Content starts
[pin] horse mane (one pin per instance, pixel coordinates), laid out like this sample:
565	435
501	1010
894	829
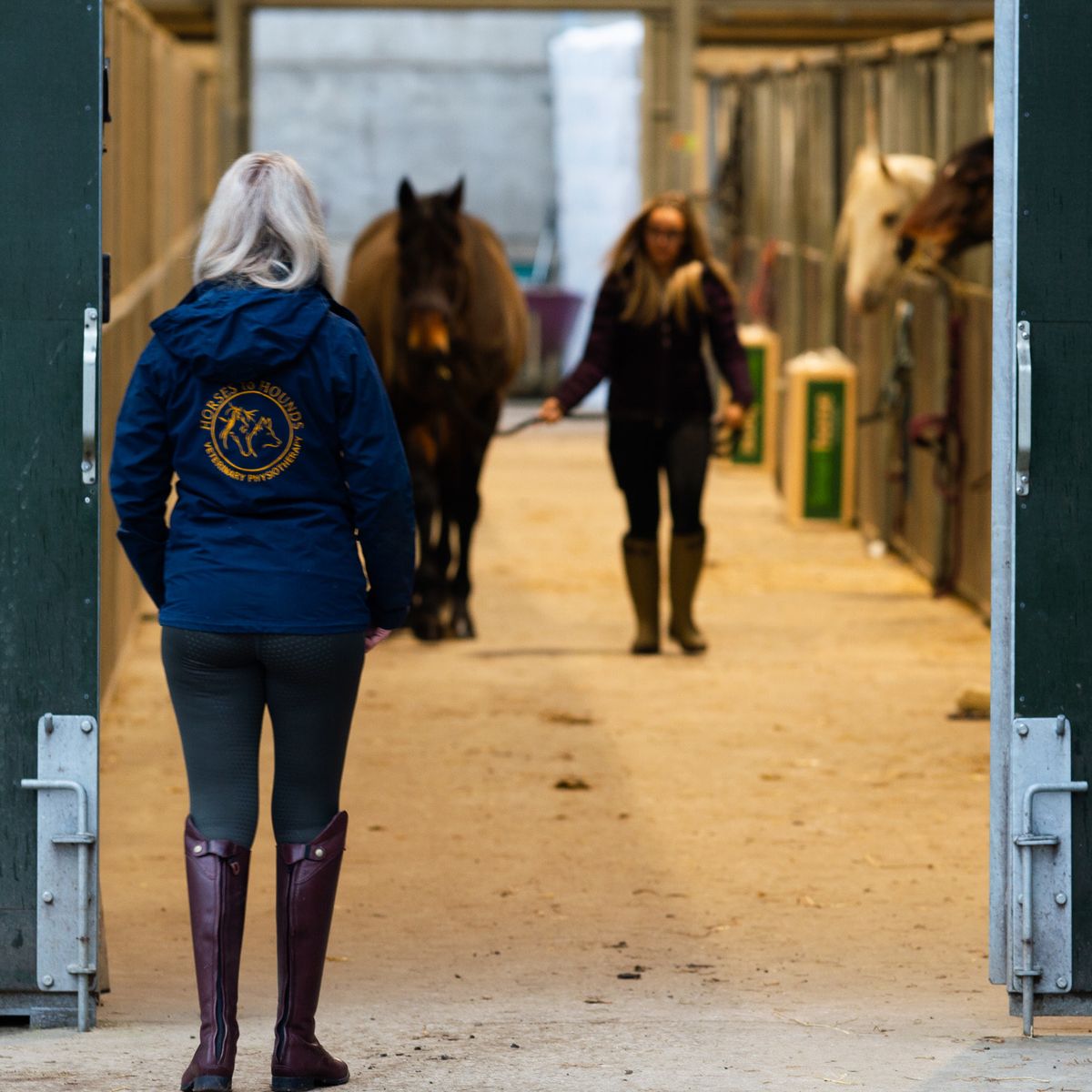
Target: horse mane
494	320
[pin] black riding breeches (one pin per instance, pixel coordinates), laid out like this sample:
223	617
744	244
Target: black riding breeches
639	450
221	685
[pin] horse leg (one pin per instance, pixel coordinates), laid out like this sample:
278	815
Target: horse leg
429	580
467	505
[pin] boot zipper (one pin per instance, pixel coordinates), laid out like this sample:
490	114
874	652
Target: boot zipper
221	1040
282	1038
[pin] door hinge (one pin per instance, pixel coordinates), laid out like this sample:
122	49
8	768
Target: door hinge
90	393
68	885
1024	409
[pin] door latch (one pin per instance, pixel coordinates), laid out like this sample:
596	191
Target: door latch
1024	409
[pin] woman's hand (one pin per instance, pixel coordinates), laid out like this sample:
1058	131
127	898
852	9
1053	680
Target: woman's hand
Content ends
Content starts
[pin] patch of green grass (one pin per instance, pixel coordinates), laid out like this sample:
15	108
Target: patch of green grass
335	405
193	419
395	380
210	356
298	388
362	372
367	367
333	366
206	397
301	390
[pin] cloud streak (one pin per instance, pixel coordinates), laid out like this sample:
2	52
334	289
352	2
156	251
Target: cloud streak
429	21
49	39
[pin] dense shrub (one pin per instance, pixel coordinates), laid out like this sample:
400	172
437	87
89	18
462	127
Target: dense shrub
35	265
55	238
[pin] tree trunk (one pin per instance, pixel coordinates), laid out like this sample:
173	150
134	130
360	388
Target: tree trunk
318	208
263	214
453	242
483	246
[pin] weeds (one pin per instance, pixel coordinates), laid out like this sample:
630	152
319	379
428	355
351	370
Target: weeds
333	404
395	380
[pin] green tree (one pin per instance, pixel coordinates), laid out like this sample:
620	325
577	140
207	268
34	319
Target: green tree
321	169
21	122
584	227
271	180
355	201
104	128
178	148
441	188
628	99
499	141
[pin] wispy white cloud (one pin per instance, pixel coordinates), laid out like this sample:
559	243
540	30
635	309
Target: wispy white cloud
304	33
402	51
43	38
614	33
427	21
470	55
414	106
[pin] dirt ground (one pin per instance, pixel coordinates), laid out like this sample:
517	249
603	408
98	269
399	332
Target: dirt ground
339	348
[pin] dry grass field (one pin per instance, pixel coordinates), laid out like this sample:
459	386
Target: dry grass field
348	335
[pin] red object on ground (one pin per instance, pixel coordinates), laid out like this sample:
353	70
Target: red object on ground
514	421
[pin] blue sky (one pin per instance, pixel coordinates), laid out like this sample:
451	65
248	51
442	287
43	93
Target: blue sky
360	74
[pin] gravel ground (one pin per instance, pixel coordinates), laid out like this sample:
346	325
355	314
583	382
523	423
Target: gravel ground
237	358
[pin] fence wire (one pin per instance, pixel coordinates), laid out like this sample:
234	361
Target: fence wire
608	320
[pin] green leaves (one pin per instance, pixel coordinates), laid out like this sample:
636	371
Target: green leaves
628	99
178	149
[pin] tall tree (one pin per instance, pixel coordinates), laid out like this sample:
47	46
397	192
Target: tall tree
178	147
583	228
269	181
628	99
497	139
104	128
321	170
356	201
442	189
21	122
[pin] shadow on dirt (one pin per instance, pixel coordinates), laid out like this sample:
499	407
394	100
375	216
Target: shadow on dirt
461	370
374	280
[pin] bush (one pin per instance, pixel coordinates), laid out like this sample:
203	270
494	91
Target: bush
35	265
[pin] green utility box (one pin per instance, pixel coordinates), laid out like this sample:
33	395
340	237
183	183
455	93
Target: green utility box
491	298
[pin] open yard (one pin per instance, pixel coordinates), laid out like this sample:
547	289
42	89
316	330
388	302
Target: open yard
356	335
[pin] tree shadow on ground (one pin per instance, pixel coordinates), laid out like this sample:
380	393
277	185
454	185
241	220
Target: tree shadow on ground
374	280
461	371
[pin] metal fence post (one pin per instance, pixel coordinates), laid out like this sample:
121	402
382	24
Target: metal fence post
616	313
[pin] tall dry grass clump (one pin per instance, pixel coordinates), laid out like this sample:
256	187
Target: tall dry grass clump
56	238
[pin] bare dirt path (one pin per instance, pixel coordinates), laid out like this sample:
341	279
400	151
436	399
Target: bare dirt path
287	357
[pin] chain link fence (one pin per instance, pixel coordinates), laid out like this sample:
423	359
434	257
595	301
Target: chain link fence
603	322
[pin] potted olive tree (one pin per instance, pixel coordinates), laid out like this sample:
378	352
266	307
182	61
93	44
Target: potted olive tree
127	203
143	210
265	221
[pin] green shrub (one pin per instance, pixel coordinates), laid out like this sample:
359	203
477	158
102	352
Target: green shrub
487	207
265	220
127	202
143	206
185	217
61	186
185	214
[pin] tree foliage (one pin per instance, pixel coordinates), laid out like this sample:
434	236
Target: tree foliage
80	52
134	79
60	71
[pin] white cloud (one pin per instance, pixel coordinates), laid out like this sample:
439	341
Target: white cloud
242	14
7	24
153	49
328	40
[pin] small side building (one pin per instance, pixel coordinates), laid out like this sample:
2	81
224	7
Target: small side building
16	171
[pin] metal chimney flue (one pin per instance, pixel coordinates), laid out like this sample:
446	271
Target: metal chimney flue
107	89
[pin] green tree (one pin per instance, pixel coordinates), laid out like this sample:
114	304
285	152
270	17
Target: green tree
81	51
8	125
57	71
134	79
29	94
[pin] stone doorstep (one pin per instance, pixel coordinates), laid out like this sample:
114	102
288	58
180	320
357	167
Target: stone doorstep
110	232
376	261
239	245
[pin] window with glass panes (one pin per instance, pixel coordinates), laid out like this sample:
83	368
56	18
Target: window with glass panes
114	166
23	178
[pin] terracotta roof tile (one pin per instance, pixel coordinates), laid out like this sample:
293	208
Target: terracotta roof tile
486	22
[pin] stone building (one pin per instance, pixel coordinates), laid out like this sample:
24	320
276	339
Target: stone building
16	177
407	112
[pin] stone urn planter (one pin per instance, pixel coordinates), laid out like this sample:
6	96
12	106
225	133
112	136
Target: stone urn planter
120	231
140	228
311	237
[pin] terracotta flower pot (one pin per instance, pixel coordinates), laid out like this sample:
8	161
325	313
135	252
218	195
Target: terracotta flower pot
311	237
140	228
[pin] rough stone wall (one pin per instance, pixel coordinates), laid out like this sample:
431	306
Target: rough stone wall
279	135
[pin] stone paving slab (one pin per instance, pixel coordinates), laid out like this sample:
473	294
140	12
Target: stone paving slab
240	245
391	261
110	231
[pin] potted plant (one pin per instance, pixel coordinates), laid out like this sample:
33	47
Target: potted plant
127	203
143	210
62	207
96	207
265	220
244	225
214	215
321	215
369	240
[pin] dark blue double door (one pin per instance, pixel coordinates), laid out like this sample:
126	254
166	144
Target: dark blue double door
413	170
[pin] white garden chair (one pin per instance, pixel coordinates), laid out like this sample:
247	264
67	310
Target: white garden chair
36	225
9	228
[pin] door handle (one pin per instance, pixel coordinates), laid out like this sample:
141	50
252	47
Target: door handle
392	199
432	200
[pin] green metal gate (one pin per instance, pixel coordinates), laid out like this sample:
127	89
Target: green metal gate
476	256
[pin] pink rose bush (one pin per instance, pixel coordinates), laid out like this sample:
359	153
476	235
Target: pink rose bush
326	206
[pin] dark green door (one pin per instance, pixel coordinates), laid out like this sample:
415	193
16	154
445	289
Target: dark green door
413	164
Content ends
**INSTRUCTIONS TO FOLLOW:**
Nothing but the lines above from the one that has "[pin] horse mane" down to the one that has "Target: woman's hand" belongs in the answer, copied exactly, without pictures.

**RESPONSE AREA:**
[pin] horse mane (one pin per instance, pixel coordinates), laid out like this sample:
565	435
501	1010
894	829
Target: horse mane
494	320
[pin] black riding breeches (one pin per instance, pixel coordinates), laid out like this sample:
223	617
744	244
Target: black riding breeches
639	450
221	685
[pin] horse leg (one pin per instance, pixel coordinates), laid out like this sample:
278	815
Target: horse leg
429	580
467	505
[pin] boot zipper (one pin per instance, pixel coordinates), laid out like this sample:
490	114
874	652
Target: boot zipper
221	1040
282	1038
[pin] door hinge (one pin per instance, pixel coordinates), laid out like this sample:
122	49
8	768
Target: door hinge
90	393
68	885
1024	409
[pin] door latch (one pin per instance, pixel coordinates), laid out like this sample:
596	191
Target: door latch
1024	409
[pin] woman's hand (one pin per instance, pixel coordinates), laid out like this sample:
1058	131
127	898
852	9
1053	680
Target: woman's hand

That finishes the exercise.